→ **Set exercise**
Express each line of the listing below as one string in a JSON list, omitting blank lines and the pictures.

→ **Data supplied**
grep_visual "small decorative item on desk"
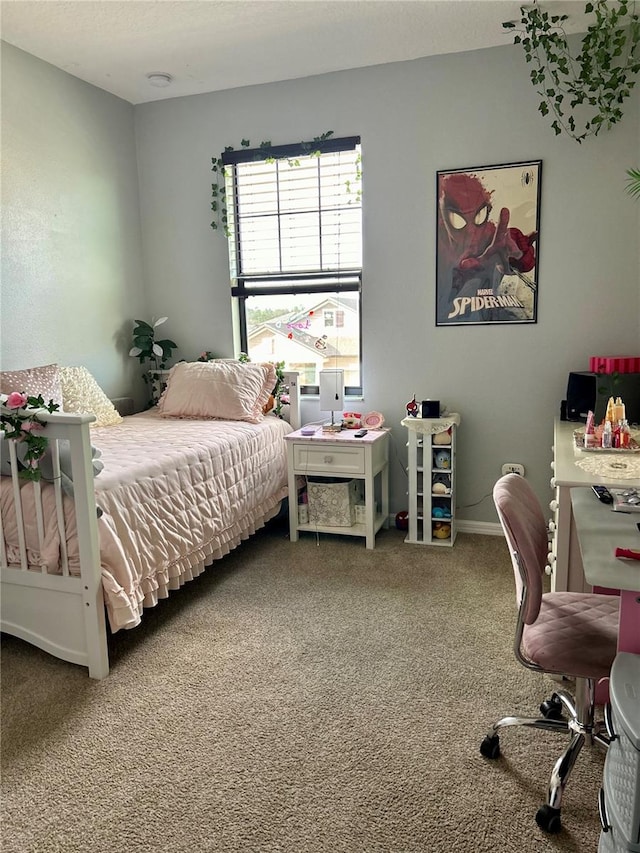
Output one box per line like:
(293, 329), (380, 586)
(405, 394), (420, 418)
(360, 412), (384, 429)
(574, 397), (640, 453)
(342, 412), (362, 429)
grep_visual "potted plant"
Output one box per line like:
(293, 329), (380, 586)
(129, 317), (178, 408)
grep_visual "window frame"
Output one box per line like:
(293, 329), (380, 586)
(221, 136), (363, 396)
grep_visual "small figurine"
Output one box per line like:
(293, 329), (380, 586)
(405, 394), (420, 418)
(433, 450), (451, 469)
(431, 521), (451, 539)
(433, 427), (451, 444)
(431, 472), (451, 495)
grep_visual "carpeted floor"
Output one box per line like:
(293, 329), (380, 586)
(2, 521), (604, 853)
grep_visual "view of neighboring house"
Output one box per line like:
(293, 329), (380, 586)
(247, 294), (360, 386)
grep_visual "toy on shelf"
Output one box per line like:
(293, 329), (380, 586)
(433, 427), (451, 444)
(405, 394), (420, 418)
(432, 521), (451, 539)
(433, 450), (451, 470)
(431, 472), (451, 495)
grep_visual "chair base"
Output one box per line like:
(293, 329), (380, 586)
(480, 678), (609, 833)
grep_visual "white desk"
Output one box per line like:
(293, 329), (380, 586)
(571, 488), (640, 654)
(551, 419), (640, 592)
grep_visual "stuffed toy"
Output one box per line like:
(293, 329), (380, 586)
(431, 472), (451, 495)
(433, 450), (451, 470)
(433, 427), (451, 444)
(432, 521), (451, 539)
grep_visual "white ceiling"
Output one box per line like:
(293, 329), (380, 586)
(0, 0), (585, 104)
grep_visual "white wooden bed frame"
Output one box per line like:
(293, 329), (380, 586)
(0, 372), (300, 679)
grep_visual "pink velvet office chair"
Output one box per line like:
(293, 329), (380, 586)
(480, 474), (618, 832)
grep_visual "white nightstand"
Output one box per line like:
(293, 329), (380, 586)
(285, 427), (389, 549)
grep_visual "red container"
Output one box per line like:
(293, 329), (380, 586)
(589, 355), (640, 373)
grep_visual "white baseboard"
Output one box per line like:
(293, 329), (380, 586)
(456, 520), (504, 536)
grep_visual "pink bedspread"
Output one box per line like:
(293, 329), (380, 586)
(2, 412), (291, 631)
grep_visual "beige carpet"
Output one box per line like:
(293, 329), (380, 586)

→ **Result of the task**
[
  "grep_visual \"small decorative item on desk\"",
  "Output one box per line like:",
  "(293, 329), (380, 586)",
  "(405, 394), (420, 418)",
  "(360, 412), (384, 429)",
  "(574, 397), (640, 453)",
  "(342, 412), (362, 429)",
  "grep_visual \"potted plant\"",
  "Output one box per line like:",
  "(293, 329), (380, 586)",
  "(129, 317), (178, 408)",
  "grep_visual \"window frame\"",
  "Output one box per line like:",
  "(293, 329), (380, 586)",
  "(221, 136), (363, 396)",
  "grep_visual \"small figurine\"",
  "Output one box per line like:",
  "(293, 329), (380, 586)",
  "(405, 394), (420, 418)",
  "(433, 450), (451, 469)",
  "(431, 521), (451, 539)",
  "(433, 427), (451, 444)",
  "(431, 472), (451, 495)",
  "grep_visual \"carpeted floor\"",
  "Output one box per line like:",
  "(293, 329), (380, 586)",
  "(2, 521), (604, 853)",
  "grep_visual \"view of neighboring house\"",
  "Output one box per line like:",
  "(293, 329), (380, 586)",
  "(247, 294), (360, 386)",
  "grep_visual \"toy on shelf\"",
  "Output one box per line like:",
  "(293, 329), (380, 586)",
  "(433, 427), (451, 444)",
  "(405, 394), (420, 418)",
  "(432, 521), (451, 539)",
  "(433, 450), (451, 470)",
  "(431, 472), (451, 495)",
  "grep_visual \"chair base\"",
  "Output one box per line like:",
  "(293, 329), (380, 586)",
  "(480, 678), (609, 833)",
  "grep_visual \"white desk\"",
  "Output one box per line like:",
  "(293, 329), (380, 586)",
  "(571, 488), (640, 654)",
  "(551, 419), (640, 592)",
  "grep_visual \"stuffed toy\"",
  "Output one box per line like:",
  "(293, 329), (380, 586)",
  "(431, 472), (451, 495)",
  "(433, 450), (451, 470)",
  "(433, 427), (451, 444)",
  "(432, 521), (451, 539)",
  "grep_visual \"white ceiling\"",
  "Output one box per line like:",
  "(293, 329), (380, 586)",
  "(0, 0), (585, 104)",
  "grep_visual \"white wooden bed frame\"",
  "Output one box per line like:",
  "(293, 329), (380, 586)",
  "(0, 372), (300, 679)",
  "grep_visual \"pink velvet office chair\"",
  "Output one box per line like:",
  "(293, 329), (380, 586)",
  "(480, 474), (618, 832)",
  "grep_visual \"white nightstand\"",
  "Output one box per line like:",
  "(293, 329), (380, 586)",
  "(285, 427), (389, 549)",
  "grep_visual \"red container\"",
  "Output one box per line like:",
  "(293, 329), (380, 586)",
  "(589, 355), (640, 373)",
  "grep_visual \"white baseboard\"",
  "Output one box per line like:",
  "(293, 329), (380, 586)",
  "(456, 520), (504, 536)",
  "grep_visual \"pink bedspread\"",
  "Output one box per line like:",
  "(293, 329), (380, 586)",
  "(2, 412), (291, 631)",
  "grep_visual \"beige carpet\"",
  "Output one box per line like:",
  "(293, 329), (380, 586)"
]